** To do **
Render the records below as a JSON list of strings, with one string per line and any blank lines left out.

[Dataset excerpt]
--------------------

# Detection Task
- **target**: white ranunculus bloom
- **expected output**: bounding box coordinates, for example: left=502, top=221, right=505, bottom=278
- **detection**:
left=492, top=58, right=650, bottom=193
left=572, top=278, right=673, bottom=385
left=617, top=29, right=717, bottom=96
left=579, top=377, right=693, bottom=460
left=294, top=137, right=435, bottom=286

--------------------

** Worked answer **
[
  "# Detection Task",
  "- **target**: white ranunculus bloom",
  "- **expected output**: bounding box coordinates, for example: left=502, top=221, right=505, bottom=278",
  "- **detection**:",
  "left=492, top=58, right=650, bottom=193",
  "left=572, top=278, right=673, bottom=385",
  "left=617, top=29, right=717, bottom=96",
  "left=579, top=377, right=693, bottom=460",
  "left=294, top=137, right=435, bottom=286"
]